● **Kutipan Bacaan**:
☆ ☆ ☆ ☆

Kriteria Kesahihan Hadis Menurut Ibnu Majah [20]
Di dalam menyusun kitab Sunan Ibnu
Majah, Ibnu Majah tidak menyebutkan kriteria-kriteria tertentu untuk
menyeleksi hadis-hadisnya. Kitab beliau
berada pada posisi yang paling rendah dalam koleksi dari enam kitab-kitab
hadis.[21]
Ibnu Majah juga tidak mencamtumkan
persyaratan-persyaratan tertentu di dalam menyebutkan kesahihan sebuah hadis,
tidak seperti perawi-perawi yang lain,[22]misalnya
Bukhari dan Muslim, yang memaparkan kreteria-kreteria dan
persyaratan-persyaratan tertentu dalam menetapkan kesahihan suatu hadis.
E.
Kritik Ulama Terhadap Hadis-Hadis Sunan Ibnu Majah
Keberadaan kitab Sunan Ibnu Majah
mendapat kritikan-ktitikan dari beberapa
ulama, di antaranya:
1) Abu Nashar ‘Abd ar-Rahim bin ‘Abd al-Khalq
berpendapat, walaupun Ibnu Majah seorang yang terpercaya dan luas ilmunya, akan
tetapi di dalam kitab Sunannya terdapat hadis-hadis yang mungkar dan juga ada
sedikit hadis-hadis yang maudhu’ (palsu).[23]
2) Syaikh
Muhammad ‘Abd ar-Rasyid an-Ni’mani al-Hindi menyatakan di dalam kitabnya yang
berjudul Ma Tamus Ilaih al-Hajah li Man Yuthali’ Sunan Ibnu Majah,
mengutip pendapat Ibn Jauzi dari kitabnya al-Maudhu’ah, bahwa
hadis-hadis Ibnu Majah ada di dalam kitab tersebut yang berstatus maudhu’
sekitar 35 hadis.[24]
3) Menurut ad-Dhahabi, Ibnu Majah adalah seorang yang
hafidz, shaduq, luas pengetahuannya, akan tetapi di dalam kitab al-Manakir,
pada kitab Ibnu Majah terdapat sedikit hadis maudhu’,[25]
4) Abu Zur’ah mengatakan bahwa hadis yang terdapat
dalam kitab Sunan Ibnu Majah yang tak dapat dipakai hujjah cukup banyak, kurang
lebih sekitar 1000 hadis.[26]
F.
Derajat Kitab Sunan Ibnu Majah
Tidak ada
informasi dari ulama terdahulu bahwa ada mungkin enam kitab yang dikategorikan
ke dalam al-Ushul as-Sittah. Hal ini
muncul secara tak sngaja, sebagai akibat proses ilmiah dalam kurun waktu kurang
lebih seperempat atau sepertiga abad, beratus-ratus buku telah disusun dan
diteliti, sehingga salah satu dari kitab tersebut saling mengunguli dan lebih
terkenal dari yang lainnya.[27]
Pada periode
terakhir, kitab Sunan Ibnu Majah menjadi
buku keenam yang paling terkenal yang disebut dengan al-Ushul As-Sittah
enam ktab-kitab yang paling prinsipil atau sering kali disebut dengan As-Sittah as-Sahih (enam kitab
sahih). Ini tidak berarti bahwa semua
hadis yang dimuat dalam keenam kitab tersebut adalah sahih. Ia hanya memberikan indikasi bahwa kebanyakan
dari hadis-hadis tersebut adalah sahih dengan pengecualiaan sahih Bukhari dan
Muslim yang hanya memuat hadis-hadis sahih.[28]
Pengarang lainnya, seperti
atau-Tirmidzi dan Abu Daud juga meriwayatkan hadis-hadis lemah, tetapi mereka
memberikan catatannya dalam kitab mereka.

☆ ☆ ☆ ☆

● **Data Tersimpan**:
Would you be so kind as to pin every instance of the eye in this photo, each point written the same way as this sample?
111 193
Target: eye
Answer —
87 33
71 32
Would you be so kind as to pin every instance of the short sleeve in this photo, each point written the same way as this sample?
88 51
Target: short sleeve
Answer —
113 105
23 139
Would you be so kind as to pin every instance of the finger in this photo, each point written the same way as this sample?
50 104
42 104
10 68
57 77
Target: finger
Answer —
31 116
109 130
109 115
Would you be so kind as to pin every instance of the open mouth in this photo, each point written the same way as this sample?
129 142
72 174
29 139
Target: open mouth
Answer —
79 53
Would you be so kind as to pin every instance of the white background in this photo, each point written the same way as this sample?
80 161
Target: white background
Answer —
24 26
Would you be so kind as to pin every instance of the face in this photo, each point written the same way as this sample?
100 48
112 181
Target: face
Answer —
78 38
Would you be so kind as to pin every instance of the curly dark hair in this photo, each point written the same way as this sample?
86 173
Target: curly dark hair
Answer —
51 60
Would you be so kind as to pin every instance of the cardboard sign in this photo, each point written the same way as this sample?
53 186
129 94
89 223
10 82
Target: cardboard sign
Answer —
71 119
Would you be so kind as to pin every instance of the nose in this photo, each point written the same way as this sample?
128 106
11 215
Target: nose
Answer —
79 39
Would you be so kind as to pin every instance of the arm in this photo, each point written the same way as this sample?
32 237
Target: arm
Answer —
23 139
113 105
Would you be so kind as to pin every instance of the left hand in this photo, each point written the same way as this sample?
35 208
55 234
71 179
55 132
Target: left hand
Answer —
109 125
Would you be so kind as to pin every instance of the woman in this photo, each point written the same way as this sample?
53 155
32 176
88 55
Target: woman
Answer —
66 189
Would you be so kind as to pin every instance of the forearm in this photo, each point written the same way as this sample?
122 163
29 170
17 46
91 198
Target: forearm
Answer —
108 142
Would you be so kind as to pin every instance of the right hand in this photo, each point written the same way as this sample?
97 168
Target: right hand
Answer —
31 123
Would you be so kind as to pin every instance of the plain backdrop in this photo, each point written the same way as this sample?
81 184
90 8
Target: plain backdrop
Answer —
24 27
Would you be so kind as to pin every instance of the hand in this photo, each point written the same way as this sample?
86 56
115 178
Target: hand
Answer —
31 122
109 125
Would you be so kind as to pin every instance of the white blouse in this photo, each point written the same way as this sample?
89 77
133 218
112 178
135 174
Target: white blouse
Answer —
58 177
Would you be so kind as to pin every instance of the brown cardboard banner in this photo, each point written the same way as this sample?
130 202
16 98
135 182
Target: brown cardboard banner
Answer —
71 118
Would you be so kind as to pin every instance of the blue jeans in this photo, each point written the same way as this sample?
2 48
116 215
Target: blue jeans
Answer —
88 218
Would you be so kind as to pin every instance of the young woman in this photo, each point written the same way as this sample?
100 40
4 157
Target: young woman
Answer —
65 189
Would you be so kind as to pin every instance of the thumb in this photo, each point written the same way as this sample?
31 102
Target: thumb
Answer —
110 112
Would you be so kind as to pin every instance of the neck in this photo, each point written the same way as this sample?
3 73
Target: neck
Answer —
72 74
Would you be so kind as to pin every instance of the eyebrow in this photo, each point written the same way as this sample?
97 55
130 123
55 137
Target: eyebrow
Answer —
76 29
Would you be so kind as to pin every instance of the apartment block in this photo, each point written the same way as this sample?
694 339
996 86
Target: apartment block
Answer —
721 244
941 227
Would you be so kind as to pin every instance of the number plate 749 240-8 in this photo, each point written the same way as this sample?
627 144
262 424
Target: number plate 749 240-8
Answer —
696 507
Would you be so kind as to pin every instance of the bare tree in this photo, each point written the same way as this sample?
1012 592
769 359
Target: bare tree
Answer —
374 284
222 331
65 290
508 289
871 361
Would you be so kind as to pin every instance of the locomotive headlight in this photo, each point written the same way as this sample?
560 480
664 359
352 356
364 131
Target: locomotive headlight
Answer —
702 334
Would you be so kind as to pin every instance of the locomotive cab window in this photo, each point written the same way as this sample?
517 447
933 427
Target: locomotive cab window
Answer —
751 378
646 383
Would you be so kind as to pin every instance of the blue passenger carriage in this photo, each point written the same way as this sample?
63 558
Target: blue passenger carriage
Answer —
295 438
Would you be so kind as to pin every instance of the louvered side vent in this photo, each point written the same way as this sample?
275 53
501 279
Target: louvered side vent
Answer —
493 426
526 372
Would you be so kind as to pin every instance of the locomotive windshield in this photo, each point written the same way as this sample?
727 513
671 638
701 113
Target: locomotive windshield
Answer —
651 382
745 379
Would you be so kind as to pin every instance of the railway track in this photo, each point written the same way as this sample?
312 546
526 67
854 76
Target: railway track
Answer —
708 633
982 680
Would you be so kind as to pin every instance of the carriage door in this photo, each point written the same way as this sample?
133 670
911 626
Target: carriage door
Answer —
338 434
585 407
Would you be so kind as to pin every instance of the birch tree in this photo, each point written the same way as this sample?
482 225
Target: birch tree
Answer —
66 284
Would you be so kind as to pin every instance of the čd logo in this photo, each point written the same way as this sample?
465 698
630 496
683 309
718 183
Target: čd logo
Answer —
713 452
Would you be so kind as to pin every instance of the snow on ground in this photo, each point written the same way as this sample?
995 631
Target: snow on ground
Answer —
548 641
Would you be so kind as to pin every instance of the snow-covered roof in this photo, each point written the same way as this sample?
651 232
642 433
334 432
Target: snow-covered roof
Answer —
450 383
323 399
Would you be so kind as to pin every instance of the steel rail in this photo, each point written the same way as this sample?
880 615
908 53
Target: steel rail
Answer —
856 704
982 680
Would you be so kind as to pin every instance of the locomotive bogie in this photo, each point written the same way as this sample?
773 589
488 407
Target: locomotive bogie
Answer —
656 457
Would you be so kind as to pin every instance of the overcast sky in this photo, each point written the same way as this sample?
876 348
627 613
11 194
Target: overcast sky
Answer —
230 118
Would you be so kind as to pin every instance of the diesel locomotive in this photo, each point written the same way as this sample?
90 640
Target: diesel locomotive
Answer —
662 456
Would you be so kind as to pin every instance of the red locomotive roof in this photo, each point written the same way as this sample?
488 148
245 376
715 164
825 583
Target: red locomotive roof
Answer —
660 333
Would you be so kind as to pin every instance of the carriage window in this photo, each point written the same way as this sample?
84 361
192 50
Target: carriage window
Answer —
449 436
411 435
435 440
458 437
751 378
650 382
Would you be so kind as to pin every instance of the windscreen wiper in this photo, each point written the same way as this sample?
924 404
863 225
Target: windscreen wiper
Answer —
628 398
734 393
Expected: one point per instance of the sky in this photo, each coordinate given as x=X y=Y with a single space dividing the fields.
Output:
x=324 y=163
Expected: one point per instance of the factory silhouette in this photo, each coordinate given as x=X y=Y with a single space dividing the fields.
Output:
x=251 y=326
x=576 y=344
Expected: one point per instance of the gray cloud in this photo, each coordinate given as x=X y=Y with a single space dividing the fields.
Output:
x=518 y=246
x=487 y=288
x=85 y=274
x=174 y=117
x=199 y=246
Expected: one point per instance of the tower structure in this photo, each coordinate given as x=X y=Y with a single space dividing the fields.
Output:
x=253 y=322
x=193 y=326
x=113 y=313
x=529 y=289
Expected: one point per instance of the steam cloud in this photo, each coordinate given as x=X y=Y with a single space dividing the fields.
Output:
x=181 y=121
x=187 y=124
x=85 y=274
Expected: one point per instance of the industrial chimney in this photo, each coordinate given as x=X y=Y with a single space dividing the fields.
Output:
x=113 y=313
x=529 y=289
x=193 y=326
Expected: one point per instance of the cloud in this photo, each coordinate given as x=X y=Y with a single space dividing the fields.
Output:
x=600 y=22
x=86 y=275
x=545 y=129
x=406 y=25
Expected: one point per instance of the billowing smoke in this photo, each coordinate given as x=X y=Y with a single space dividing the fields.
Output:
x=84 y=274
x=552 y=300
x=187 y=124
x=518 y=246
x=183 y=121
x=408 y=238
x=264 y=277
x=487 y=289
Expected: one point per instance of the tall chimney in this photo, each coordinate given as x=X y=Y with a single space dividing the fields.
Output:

☆ ☆ ☆ ☆

● **Soal Latihan A**: Sebutkan semua ulama yang kritiknya diberi nomor 1) sampai 4) dalam kutipan bacaan tentang Sunan Ibnu Majah.
● **Soal Latihan B**:
Jawablah pertanyaan berikut berdasarkan kutipan bacaan.
(i) Menurut pendapat Ibn Jauzi yang dikutip dari kitab al-Maudhu’ah, berapa hadis Ibnu Majah yang berstatus maudhu’?
(ii) Menurut Abu Zur’ah, berapa hadis dalam Sunan Ibnu Majah yang tak dapat dipakai hujjah?
(iii) Kitab apa saja yang disebut hanya memuat hadis-hadis sahih?
Materi tersebut tidak berkaitan dengan kutipan bacaan.

● **Jawaban Benar A**:
1) Abu Nashar ‘Abd ar-Rahim bin ‘Abd al-Khalq
2) Syaikh Muhammad ‘Abd ar-Rasyid an-Ni’mani al-Hindi
3) ad-Dhahabi
4) Abu Zur’ah

● **Jawaban Benar B**:
(i) Sekitar 35 hadis.
(ii) Kurang lebih sekitar 1000 hadis.
(iii) Sahih Bukhari dan Muslim.